## [Page excerpt]
Ryan O'Reilly's contract standoff with the Colorado Avalanche appears to have come to a head.

For several weeks, Avalanche management denied rumors the 22-year-old center was being shopped, but on Tuesday it was reported the situation had changed.

Adrian Dater of the Denver Post wrote it “appears a virtual certainty” O'Reilly will be dealt, while TSN's Darren Dreger cited sources claiming the Avalanche had been in trade talks with Eastern Conference teams. Dreger also reported a source saying the asking price was a roster player and a top prospect.

Several Eastern clubs should have serious interest in O'Reilly.

The Toronto Maple Leafs have lacked a true first-line center since Mats Sundin departed in 2008 and possess depth in young talent that would interest the Avalanche.

With Jason Spezza sidelined until May, the Ottawa Senators might have some interest. O'Reilly, however, would be an expensive long-term acquisition.

The Philadephia Flyers desperately need an offensive boost. GM Paul Holmgren said he didn't foresee any moves, but that doesn't mean he won't make one if the right opportunity presents itself.

If Holmgren pursues O'Reilly, he'll have to shed salary to sign him, as the Flyers are pressed for cap space.

## [Things to do]
1. Transcribe the O'Reilly trade article word for word from "Several Eastern clubs" up to and including "expensive long-term acquisition.".
2. Go on with the O'Reilly trade article, starting right after its last sentence.
The material that comes next stands apart from the O'Reilly trade article.

[Pointing records]
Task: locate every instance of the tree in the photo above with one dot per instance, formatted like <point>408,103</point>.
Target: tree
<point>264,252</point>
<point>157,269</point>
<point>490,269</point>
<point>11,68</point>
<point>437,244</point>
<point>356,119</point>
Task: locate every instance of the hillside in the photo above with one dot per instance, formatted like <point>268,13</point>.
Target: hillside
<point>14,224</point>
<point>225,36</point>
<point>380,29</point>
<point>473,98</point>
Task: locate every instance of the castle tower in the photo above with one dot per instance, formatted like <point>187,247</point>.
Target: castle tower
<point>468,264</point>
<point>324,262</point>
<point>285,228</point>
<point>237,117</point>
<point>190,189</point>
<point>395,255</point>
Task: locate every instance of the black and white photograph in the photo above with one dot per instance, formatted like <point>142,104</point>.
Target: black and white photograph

## [Per-task outputs]
1.
Several Eastern clubs should have serious interest in O'Reilly.

The Toronto Maple Leafs have lacked a true first-line center since Mats Sundin departed in 2008 and possess depth in young talent that would interest the Avalanche.

With Jason Spezza sidelined until May, the Ottawa Senators might have some interest. O'Reilly, however, would be an expensive long-term acquisition.

2.
The New York Rangers haven't received much offense from their centers beyond Brad Richards. Like the Leafs, they have depth in young talent to tempt the Avs.

But it could take time for O'Reilly to be dealt. Dater speculated it could even take until this summer or beyond until the Avalanche find the right deal.

POST-UP

The Winnipeg Jets were busy in the trade market on Wednesday, acquiring Eric Tangradi from Pittsburgh for a seventh round pick in 2013, then shipping Alex Ponikarovsky back to the New Jersey Devils for a seventh-rounder in 2013 and a fourth-rounder in 2014.

GM Kevin Cheveldayoff may not be finished, either. Only a dozen games into this season, there's concern in Winnipeg over the Jets’ lack of firepower.

Paul Friesen of the Winnipeg Sun noted the Jets’ forward lines are as anaemic as they were a year ago. He believes if it weren't for the offensive contributions from their blueline, the club would be near the bottom of the Eastern Conference standings.

Friesen pointed out Kyle Wellwood, Alexander Burmistrov, Nik Antropov, Olli Jokinen and the now-departed Ponikarovsky had only 13 points combined through Winnipeg’s first 12 games.

Scoring star Evander Kane has gone goalless in his past seven games, though the increase in his penalty-killing minutes is one reason for the decline.

The addition of Tangradi could be an upgrade over Ponikarovsky, but he's not a proven NHL scorer.

Prior to Wednesday's trades, Gary Lawless of the Winnipeg Free Press speculated the need for more offense would force Cheveldayoff to use a defenseman as trade bait.

He suggested 23-year-old Paul Postma as their best trade candidate, citing his upside, skills, affordable salary ($550,000) and RFA status this summer.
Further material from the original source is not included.